Friedrich Wieseler (19 October 1811, Altencelle – 3 December 1892, Göttingen) was a German classical archaeologist and philologist.

==Life==
He studied classical philology at the University of Göttingen, where he was a disciple of Karl Otfried Müller. Afterwards, he lived as a private scholar in Berlin, where he attended lectures by August Boeckh. In 1837 he received his doctorate from the University of Jena, later becoming an associate professor at Göttingen (1842). Here, he also served as a supervisor of the archaeological and numismatic collections. In 1854 he became a full professor, and from 1869, he was a member of the Göttingen Academy of Sciences.

== Writings ==
Wieseler was the author of well-regarded works on ancient Greek and Roman theatre, as well as papers involving figures from classical mythology. In the field of archaeology, he continued Muller's Denkmäler der alten Kunst ("Monuments of ancient art").
- Ueber die Thymele des Griechischen theaters : eine archäologische Abhandlung, 1847 - On the tholos of Greek theatre: an archaeological treatise.
- Theatergebäude und Denkmäler des Bühnenwesens bei den Griechen und Römern, 1851 - Theatre buildings and monuments of stage characters involving the Greeks and Romans.
- Narkissos; eine kunstmythologische abhandlung nebst einem anhang über die narcissen und ihre beziehung im leben, mythos und cultus der Griechen, 1856 - Narcissus, a treatise on mythological art, etc.
- Phaethon. Eine archäologische Abhandlung, 1857 - Phaethon, An archaeological treatise.
- Observationes in Theogoniam Hesiodeam, 1863.
- Ueber den delphischen Dreifuss, 1871 - About the Delphic tripod.
- Scenische und kritische bemerkungen zu Euripides' Kyklops, 1881 - Critical remarks on Euripides' Cyclops.
- Novae schedae criticae in Aristophanis Aves, 1882.

********

### [Exercise goal]
Reproduce the part of the Friedrich Wieseler biography that begins at the words "- Theatergebäude und" and stops after "mythological art, etc.", copying it word for word.

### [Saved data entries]
********

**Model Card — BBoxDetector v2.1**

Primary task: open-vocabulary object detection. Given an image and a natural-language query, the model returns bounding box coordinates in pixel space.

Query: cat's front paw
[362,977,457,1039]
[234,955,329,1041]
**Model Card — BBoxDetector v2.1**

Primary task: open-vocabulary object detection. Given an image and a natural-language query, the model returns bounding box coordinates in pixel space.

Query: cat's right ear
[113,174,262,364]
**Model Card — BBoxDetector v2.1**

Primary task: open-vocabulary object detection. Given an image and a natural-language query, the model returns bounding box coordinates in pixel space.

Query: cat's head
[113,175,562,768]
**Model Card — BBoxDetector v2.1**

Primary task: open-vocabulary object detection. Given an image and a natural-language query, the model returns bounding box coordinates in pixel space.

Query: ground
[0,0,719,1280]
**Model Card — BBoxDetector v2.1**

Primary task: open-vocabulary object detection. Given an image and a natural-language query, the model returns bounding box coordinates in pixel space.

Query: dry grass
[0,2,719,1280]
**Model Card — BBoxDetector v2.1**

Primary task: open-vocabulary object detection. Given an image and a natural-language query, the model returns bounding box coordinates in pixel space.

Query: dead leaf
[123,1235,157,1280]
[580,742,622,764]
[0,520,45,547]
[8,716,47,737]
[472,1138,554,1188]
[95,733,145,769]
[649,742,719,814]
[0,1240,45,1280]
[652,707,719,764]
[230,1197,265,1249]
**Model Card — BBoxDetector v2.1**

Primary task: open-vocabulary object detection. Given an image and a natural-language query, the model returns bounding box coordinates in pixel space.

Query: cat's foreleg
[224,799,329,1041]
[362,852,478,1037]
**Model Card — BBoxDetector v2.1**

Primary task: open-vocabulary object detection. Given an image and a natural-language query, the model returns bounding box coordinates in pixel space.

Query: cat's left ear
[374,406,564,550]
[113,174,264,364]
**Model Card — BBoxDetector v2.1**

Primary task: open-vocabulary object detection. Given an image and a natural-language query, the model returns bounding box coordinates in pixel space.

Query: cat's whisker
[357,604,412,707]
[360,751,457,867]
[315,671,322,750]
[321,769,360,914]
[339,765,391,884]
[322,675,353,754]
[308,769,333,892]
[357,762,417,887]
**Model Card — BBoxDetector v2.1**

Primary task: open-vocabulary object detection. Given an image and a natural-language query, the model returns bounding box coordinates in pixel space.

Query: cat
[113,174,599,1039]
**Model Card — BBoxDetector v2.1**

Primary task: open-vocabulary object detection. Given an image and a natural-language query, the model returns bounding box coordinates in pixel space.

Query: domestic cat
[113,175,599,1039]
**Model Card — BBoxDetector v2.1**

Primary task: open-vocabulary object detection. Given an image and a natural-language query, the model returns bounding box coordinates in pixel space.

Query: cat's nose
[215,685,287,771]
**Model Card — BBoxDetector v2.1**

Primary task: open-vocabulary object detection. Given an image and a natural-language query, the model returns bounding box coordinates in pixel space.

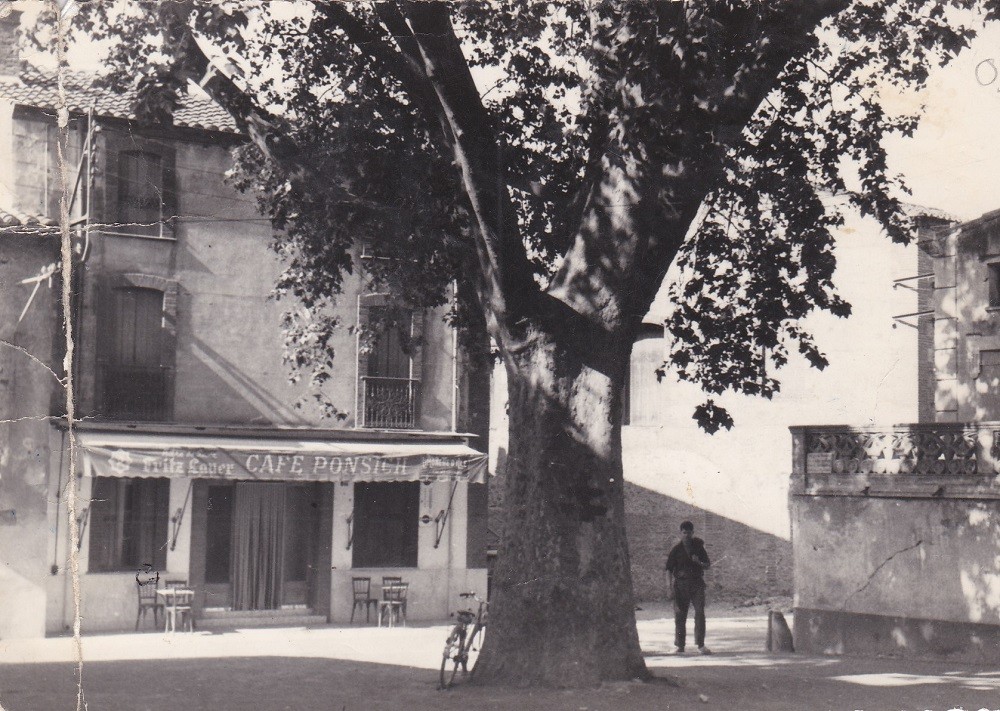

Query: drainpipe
[451,281,458,432]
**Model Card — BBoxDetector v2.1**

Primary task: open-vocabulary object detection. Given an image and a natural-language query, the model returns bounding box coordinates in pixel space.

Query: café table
[156,588,194,632]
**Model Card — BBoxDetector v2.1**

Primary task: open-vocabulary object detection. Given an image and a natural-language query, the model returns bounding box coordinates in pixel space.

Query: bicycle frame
[438,593,489,689]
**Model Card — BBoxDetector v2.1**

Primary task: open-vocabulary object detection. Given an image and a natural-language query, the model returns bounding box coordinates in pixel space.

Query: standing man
[667,521,712,654]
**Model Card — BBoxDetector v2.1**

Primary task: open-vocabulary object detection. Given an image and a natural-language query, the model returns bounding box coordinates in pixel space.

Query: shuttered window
[103,287,167,421]
[352,481,420,568]
[89,477,170,572]
[118,151,164,236]
[623,334,665,426]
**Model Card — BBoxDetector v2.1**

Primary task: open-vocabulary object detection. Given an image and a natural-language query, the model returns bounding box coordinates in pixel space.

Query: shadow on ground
[0,616,1000,711]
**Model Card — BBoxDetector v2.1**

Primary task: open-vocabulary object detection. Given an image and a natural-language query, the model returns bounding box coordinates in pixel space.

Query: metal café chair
[163,579,194,632]
[135,576,166,632]
[351,578,378,625]
[378,581,410,627]
[382,575,406,619]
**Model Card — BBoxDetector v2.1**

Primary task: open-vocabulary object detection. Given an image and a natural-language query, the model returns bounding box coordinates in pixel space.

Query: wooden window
[622,333,664,426]
[118,151,165,237]
[90,477,170,572]
[986,262,1000,308]
[104,287,167,421]
[368,307,413,378]
[352,481,420,568]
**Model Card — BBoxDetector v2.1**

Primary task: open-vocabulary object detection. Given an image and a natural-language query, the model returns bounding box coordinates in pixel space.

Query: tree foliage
[60,0,996,684]
[68,0,992,429]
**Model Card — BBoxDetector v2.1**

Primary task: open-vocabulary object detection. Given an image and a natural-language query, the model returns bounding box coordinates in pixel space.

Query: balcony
[360,375,420,430]
[101,365,167,422]
[791,422,1000,496]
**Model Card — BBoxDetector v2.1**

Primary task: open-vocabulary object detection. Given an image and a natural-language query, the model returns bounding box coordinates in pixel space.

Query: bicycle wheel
[462,624,486,679]
[438,632,462,689]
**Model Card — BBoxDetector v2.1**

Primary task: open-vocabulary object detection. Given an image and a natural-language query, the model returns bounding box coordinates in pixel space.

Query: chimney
[0,8,21,78]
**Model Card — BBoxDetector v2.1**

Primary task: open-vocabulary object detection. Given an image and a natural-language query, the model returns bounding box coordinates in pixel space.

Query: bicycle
[438,592,489,689]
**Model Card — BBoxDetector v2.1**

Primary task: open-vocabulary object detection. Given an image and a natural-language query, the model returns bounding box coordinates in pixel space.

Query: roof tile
[0,67,237,133]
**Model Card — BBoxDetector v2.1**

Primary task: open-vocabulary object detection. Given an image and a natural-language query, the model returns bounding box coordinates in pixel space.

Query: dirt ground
[0,608,1000,711]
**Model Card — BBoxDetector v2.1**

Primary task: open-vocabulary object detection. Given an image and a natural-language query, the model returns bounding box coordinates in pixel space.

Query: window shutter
[160,144,179,237]
[94,131,125,232]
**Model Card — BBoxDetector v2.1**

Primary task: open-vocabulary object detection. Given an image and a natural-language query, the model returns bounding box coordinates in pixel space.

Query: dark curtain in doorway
[231,482,285,610]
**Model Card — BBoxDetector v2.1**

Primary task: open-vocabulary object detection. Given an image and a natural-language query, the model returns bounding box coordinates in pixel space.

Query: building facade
[791,212,1000,662]
[0,17,488,638]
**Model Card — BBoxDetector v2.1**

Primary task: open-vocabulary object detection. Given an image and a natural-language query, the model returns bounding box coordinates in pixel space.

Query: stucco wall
[0,234,59,639]
[791,496,1000,660]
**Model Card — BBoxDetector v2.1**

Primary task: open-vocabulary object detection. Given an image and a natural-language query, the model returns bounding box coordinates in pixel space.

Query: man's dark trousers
[674,578,705,649]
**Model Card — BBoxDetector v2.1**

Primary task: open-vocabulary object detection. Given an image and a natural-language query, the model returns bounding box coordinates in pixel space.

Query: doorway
[204,481,321,610]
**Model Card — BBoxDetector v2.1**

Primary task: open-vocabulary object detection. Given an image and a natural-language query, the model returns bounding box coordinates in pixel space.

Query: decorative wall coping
[790,422,1000,499]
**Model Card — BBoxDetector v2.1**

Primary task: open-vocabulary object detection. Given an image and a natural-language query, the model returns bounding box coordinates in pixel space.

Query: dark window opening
[352,482,420,568]
[118,151,163,237]
[90,477,170,572]
[986,262,1000,308]
[104,288,167,421]
[205,486,233,583]
[362,307,420,429]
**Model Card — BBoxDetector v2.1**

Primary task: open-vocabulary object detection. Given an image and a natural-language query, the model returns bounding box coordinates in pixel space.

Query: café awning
[77,432,487,483]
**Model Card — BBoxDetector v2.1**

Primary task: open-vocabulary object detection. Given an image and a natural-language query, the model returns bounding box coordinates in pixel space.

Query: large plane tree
[75,0,993,686]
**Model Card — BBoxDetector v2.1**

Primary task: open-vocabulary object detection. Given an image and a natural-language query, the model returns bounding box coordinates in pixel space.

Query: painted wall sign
[806,452,833,474]
[85,446,487,483]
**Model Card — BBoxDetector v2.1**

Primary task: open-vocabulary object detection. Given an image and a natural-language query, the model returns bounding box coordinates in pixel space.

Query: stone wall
[625,481,792,603]
[791,495,1000,662]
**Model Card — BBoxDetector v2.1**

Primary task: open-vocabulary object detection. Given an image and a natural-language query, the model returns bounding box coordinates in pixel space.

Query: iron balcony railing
[102,365,168,422]
[361,375,420,430]
[791,422,1000,477]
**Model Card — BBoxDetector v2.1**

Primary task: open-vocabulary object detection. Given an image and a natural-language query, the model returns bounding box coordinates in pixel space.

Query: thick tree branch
[549,0,849,336]
[405,2,538,341]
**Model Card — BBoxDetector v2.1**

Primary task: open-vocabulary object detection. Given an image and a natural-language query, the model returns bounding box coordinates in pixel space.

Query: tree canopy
[60,0,997,684]
[66,0,988,429]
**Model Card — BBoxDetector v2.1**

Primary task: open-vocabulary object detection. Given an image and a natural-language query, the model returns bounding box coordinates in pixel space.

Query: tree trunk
[475,326,649,687]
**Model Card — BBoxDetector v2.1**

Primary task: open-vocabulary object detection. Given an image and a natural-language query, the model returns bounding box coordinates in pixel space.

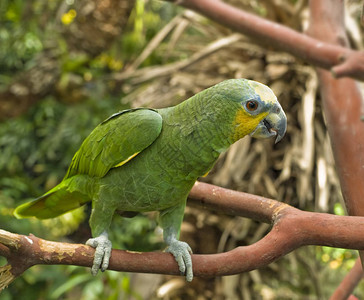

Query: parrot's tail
[14,178,91,219]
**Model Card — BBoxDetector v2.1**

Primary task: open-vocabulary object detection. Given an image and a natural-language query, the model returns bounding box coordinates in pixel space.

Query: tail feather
[14,186,91,219]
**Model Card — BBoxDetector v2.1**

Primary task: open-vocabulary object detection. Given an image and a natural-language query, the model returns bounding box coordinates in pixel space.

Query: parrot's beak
[250,102,287,143]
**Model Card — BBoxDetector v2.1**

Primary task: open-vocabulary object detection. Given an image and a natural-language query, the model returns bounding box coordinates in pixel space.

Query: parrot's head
[225,79,287,143]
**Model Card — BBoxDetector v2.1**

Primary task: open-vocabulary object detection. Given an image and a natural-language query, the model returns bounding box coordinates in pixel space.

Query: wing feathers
[64,108,162,179]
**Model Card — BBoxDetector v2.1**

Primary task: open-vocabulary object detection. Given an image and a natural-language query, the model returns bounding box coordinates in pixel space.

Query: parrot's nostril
[263,119,273,131]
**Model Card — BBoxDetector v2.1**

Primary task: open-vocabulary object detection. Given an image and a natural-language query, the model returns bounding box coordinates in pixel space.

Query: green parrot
[14,79,287,281]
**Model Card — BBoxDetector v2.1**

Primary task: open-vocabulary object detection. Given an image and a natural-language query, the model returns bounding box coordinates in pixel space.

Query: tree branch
[0,183,364,289]
[169,0,364,80]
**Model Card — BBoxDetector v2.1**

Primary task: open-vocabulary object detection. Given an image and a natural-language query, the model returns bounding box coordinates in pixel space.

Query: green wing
[64,108,162,179]
[14,108,162,219]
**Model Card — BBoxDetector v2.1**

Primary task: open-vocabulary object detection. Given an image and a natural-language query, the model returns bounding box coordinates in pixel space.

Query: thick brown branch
[170,0,364,80]
[0,183,364,287]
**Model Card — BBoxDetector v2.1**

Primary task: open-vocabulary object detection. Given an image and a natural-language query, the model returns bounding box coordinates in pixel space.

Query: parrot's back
[15,80,250,218]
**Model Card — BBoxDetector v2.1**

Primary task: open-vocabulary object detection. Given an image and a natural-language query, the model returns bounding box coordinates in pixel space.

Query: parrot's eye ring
[245,100,258,111]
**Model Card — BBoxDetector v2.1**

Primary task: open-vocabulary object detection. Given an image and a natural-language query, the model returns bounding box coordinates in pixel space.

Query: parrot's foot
[86,232,111,276]
[166,240,193,282]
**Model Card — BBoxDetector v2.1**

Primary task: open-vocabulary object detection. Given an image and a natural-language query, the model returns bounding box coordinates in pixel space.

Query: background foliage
[0,0,364,299]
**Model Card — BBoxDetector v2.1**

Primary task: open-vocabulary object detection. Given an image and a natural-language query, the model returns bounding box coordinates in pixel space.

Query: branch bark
[0,183,364,289]
[308,0,364,299]
[169,0,364,80]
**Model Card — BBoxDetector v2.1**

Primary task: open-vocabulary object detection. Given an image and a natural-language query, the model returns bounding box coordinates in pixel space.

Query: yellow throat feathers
[232,108,268,142]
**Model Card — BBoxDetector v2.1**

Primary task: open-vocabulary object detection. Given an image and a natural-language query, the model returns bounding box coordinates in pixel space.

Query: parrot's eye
[245,100,258,111]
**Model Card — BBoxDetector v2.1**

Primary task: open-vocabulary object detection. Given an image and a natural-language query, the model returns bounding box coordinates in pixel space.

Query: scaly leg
[86,200,115,276]
[159,201,193,281]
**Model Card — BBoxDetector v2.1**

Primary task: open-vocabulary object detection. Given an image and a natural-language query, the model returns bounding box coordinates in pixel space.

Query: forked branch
[0,183,364,288]
[169,0,364,80]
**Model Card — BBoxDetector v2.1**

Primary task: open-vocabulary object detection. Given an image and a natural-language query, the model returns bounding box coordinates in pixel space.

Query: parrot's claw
[166,240,193,282]
[86,232,111,276]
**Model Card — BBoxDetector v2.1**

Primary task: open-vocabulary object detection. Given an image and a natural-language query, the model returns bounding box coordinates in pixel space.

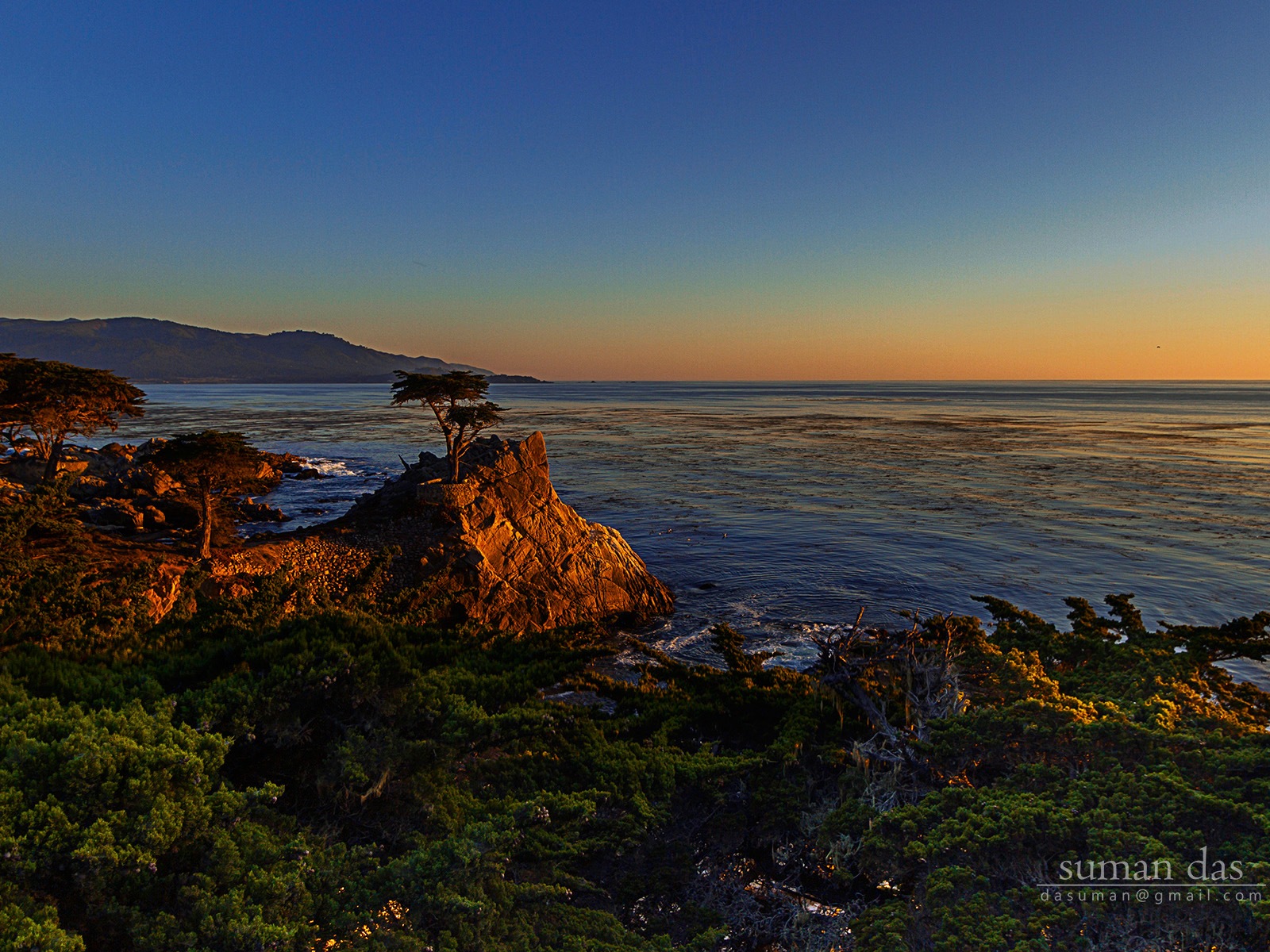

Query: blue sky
[0,2,1270,378]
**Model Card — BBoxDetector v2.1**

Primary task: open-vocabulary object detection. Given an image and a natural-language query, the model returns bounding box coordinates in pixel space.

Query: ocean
[109,382,1270,664]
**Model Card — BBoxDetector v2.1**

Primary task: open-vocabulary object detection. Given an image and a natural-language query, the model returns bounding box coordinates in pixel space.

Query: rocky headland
[217,433,675,631]
[0,433,673,631]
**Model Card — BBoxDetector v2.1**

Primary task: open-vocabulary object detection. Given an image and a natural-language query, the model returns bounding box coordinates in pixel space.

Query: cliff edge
[216,433,675,630]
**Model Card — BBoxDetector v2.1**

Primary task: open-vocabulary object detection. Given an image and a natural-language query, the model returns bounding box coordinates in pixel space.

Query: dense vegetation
[0,490,1270,952]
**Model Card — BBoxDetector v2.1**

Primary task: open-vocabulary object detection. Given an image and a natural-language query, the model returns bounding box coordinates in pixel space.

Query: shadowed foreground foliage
[0,487,1270,952]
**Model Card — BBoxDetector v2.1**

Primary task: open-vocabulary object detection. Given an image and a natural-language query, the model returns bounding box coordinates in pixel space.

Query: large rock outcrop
[221,433,673,630]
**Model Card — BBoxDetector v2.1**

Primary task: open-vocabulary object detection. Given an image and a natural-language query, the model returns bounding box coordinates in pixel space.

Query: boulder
[84,499,146,532]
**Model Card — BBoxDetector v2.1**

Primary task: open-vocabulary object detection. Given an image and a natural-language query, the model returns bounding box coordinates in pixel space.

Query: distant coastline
[0,317,546,383]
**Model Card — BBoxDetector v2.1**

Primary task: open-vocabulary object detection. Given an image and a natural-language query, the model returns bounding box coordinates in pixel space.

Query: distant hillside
[0,317,536,383]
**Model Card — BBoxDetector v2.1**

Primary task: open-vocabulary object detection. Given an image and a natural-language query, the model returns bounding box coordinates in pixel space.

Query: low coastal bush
[0,548,1270,952]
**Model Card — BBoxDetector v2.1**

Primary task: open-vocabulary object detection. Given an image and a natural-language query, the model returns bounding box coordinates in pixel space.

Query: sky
[0,0,1270,379]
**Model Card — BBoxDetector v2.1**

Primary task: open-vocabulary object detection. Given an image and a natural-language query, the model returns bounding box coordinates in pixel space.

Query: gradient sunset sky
[0,0,1270,379]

********

### [Solution to this task]
- Theatergebäude und Denkmäler des Bühnenwesens bei den Griechen und Römern, 1851 - Theatre buildings and monuments of stage characters involving the Greeks and Romans.
- Narkissos; eine kunstmythologische abhandlung nebst einem anhang über die narcissen und ihre beziehung im leben, mythos und cultus der Griechen, 1856 - Narcissus, a treatise on mythological art, etc.